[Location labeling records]
:::

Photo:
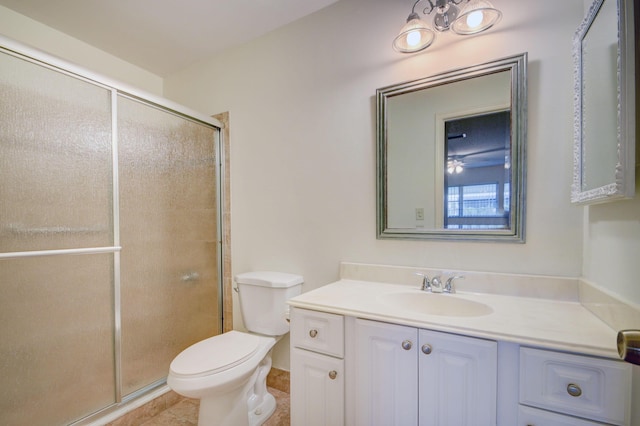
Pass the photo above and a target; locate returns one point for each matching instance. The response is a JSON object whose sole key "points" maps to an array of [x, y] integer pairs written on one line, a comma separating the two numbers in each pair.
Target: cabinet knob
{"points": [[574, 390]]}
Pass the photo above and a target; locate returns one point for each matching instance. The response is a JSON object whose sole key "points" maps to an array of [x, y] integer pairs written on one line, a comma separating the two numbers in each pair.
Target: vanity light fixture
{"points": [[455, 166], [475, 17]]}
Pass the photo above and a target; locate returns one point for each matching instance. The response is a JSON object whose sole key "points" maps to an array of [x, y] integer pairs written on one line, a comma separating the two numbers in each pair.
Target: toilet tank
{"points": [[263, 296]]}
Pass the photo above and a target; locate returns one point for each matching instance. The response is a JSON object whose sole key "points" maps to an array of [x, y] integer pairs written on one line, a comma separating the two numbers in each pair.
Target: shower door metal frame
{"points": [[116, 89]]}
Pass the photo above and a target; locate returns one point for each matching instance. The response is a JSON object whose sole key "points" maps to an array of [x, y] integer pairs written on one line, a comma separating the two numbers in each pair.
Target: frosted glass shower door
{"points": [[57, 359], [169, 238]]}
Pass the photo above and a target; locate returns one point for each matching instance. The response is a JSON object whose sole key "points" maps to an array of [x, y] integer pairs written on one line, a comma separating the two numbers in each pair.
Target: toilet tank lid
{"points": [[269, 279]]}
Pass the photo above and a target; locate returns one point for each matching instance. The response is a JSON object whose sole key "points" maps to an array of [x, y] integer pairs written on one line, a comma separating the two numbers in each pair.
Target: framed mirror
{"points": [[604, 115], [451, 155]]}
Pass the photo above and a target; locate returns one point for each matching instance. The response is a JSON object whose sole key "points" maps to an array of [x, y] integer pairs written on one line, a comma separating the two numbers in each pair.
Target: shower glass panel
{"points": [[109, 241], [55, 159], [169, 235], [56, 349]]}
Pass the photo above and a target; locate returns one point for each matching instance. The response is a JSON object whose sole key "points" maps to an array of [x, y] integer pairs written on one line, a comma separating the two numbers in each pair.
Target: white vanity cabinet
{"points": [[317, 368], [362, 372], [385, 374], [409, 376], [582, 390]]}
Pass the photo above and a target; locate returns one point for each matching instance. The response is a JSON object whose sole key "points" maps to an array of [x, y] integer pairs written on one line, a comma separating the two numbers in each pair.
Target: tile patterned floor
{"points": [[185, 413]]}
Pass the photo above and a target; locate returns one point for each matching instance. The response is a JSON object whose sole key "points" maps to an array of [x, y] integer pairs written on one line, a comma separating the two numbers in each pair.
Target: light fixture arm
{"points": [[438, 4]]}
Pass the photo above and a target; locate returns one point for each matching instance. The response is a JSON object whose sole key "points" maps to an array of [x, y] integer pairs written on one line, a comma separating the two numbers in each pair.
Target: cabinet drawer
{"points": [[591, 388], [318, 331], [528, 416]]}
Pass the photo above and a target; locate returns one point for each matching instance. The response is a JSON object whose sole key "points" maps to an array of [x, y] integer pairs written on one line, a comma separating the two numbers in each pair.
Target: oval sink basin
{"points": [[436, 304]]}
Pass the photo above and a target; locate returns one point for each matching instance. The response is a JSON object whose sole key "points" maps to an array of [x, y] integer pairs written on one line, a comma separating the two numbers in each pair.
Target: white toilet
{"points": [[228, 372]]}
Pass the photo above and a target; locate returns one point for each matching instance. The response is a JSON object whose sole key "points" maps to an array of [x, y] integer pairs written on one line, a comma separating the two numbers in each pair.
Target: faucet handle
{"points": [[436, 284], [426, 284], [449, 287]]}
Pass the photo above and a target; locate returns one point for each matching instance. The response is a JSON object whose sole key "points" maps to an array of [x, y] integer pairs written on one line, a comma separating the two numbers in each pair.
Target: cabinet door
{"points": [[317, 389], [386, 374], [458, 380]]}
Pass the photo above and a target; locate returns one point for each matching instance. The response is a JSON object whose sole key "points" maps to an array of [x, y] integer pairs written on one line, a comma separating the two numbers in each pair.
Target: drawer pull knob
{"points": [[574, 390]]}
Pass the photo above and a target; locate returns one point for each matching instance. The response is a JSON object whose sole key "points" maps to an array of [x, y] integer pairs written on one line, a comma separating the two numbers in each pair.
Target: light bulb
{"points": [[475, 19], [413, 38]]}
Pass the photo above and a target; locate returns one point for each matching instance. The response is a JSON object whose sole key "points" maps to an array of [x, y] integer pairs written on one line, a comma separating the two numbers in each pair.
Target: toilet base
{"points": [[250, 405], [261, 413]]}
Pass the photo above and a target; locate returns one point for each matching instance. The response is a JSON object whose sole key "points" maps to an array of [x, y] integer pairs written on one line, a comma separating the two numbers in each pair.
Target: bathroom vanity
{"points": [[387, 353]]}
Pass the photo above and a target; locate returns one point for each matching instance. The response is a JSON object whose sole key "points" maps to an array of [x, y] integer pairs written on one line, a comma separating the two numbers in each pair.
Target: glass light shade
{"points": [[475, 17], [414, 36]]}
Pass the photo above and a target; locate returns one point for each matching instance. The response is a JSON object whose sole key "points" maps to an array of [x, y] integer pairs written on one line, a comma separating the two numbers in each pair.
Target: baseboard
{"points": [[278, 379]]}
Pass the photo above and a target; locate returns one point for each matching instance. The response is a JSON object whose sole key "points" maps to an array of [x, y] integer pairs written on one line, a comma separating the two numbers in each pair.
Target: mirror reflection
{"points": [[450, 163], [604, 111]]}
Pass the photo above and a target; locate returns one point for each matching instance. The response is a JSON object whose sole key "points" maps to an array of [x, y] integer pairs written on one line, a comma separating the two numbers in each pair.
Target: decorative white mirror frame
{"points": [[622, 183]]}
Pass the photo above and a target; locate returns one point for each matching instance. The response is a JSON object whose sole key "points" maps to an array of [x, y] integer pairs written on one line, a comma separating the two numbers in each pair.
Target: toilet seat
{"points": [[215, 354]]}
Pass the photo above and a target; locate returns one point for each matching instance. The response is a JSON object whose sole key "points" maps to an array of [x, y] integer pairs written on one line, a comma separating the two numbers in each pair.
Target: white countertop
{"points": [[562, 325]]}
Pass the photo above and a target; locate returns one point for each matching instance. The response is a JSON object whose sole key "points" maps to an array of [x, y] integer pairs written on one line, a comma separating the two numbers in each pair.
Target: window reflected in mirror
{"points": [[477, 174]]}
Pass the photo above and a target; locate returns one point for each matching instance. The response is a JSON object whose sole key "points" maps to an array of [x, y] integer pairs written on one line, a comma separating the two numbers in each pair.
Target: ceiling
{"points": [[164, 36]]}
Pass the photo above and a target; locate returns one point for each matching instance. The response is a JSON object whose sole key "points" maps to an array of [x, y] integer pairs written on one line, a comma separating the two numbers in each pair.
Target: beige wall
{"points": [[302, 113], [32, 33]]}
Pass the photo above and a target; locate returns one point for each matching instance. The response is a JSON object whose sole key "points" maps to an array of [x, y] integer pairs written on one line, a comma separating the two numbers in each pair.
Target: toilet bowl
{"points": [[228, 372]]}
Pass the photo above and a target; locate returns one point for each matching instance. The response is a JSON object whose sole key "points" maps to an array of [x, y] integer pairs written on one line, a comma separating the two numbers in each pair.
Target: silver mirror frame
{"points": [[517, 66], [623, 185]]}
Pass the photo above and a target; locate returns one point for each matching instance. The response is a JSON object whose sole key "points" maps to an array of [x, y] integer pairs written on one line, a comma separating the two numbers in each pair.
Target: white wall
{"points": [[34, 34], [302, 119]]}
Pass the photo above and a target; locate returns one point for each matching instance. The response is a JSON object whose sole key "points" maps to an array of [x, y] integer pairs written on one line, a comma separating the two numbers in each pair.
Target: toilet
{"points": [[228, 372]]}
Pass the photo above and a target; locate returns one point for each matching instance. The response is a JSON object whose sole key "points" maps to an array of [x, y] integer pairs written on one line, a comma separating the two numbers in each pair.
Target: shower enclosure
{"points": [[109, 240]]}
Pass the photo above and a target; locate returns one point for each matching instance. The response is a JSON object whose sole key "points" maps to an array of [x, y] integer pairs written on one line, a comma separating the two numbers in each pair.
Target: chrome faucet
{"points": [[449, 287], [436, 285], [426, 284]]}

:::

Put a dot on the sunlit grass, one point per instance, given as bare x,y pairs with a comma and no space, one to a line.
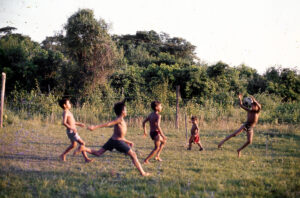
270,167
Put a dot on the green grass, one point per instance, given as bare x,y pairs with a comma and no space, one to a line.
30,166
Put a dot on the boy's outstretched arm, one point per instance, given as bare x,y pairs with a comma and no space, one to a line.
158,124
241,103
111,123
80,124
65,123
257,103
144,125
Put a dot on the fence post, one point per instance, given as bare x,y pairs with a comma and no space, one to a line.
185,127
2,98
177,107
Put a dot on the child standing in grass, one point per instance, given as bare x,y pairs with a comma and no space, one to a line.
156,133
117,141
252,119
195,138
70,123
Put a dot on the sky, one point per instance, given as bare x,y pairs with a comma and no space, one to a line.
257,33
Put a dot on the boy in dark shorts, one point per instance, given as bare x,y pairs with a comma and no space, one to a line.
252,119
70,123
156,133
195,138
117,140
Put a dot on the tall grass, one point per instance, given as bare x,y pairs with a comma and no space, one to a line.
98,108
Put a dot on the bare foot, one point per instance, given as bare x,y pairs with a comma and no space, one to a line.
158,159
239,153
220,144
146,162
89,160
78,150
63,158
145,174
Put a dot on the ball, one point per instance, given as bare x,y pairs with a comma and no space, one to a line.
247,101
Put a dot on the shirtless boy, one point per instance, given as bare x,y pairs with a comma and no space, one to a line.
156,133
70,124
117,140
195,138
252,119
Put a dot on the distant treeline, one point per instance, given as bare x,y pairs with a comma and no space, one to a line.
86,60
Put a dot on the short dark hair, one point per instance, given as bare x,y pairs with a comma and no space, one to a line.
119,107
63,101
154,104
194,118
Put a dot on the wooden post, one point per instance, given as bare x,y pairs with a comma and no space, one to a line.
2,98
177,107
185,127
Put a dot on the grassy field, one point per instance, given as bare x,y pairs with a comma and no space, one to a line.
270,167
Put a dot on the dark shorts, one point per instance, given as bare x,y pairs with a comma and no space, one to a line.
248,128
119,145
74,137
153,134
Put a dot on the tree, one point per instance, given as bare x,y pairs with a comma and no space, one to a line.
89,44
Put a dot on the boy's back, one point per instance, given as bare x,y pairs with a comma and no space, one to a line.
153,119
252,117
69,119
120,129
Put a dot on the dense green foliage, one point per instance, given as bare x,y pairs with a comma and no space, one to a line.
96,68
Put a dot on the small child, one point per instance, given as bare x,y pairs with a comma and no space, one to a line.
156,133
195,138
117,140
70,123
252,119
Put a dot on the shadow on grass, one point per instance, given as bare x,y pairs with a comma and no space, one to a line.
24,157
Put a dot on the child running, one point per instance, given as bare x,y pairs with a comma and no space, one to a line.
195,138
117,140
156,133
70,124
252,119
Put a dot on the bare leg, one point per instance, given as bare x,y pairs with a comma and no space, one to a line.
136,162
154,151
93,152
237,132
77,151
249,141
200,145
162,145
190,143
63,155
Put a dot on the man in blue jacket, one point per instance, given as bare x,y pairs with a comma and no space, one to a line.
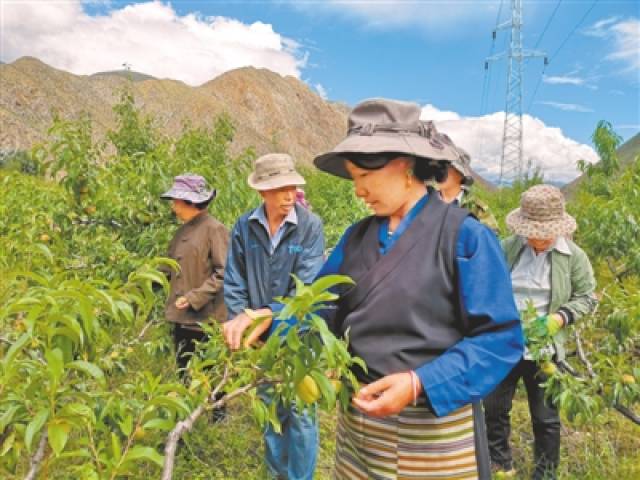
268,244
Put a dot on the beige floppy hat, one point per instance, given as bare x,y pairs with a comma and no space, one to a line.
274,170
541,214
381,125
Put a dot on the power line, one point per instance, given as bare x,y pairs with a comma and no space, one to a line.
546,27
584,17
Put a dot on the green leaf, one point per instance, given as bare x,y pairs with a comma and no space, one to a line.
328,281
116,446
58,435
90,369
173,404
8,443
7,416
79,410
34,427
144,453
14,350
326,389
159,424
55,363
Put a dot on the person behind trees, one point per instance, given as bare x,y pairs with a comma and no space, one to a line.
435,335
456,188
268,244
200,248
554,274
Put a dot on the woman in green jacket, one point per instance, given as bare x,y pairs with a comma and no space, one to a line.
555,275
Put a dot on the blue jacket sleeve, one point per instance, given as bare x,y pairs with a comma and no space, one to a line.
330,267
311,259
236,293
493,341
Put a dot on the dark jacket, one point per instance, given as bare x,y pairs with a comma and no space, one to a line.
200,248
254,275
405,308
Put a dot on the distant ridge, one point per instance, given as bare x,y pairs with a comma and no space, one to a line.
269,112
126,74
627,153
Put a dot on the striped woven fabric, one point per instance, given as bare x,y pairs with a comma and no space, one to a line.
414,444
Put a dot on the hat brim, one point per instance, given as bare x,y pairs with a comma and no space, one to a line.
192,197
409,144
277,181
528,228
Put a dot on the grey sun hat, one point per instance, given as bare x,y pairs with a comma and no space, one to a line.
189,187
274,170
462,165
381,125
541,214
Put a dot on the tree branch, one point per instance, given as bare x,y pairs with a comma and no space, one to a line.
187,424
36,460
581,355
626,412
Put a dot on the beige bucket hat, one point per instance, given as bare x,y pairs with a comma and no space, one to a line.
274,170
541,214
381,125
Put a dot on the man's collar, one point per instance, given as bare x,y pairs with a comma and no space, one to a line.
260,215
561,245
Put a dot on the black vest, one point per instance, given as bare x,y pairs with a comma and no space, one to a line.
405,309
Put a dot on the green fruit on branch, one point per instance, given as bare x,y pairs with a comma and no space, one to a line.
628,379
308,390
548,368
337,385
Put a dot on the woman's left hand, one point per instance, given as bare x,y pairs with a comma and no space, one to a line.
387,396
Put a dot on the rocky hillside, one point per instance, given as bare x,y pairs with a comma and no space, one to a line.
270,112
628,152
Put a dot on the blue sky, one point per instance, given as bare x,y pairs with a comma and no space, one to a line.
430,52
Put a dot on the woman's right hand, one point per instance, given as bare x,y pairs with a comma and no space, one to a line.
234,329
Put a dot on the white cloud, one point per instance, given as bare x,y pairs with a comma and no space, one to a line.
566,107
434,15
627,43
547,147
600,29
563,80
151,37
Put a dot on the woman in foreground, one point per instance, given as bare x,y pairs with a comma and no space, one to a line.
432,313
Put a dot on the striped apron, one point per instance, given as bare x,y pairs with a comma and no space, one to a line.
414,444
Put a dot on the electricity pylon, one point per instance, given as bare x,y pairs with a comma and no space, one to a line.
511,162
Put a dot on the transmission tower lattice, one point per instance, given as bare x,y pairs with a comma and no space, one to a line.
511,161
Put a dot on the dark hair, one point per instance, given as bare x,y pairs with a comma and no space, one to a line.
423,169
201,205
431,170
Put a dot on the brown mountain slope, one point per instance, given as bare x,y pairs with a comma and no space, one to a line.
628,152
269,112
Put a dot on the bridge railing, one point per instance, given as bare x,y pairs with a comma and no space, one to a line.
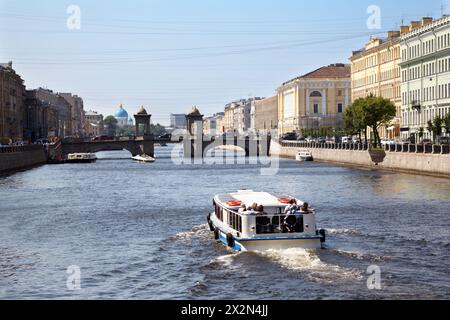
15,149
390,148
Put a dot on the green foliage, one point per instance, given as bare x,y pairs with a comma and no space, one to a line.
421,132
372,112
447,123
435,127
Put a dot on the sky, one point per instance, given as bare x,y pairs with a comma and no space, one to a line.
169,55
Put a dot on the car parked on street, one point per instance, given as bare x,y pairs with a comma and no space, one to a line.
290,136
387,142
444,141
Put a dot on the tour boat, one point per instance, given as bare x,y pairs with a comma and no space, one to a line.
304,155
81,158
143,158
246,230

:::

Task description: Report every line in the records above that contains the word "beige", copying each such line in full. Case counts when matching.

The result:
Target: beige wall
Put a dot on the beige floppy hat, one point per instance, given as bare x,y pairs with a comma and no space, one to a line.
Put a dot on the beige bucket hat, one point per instance, given as bare x,y pairs with a comma and no space, one to a line.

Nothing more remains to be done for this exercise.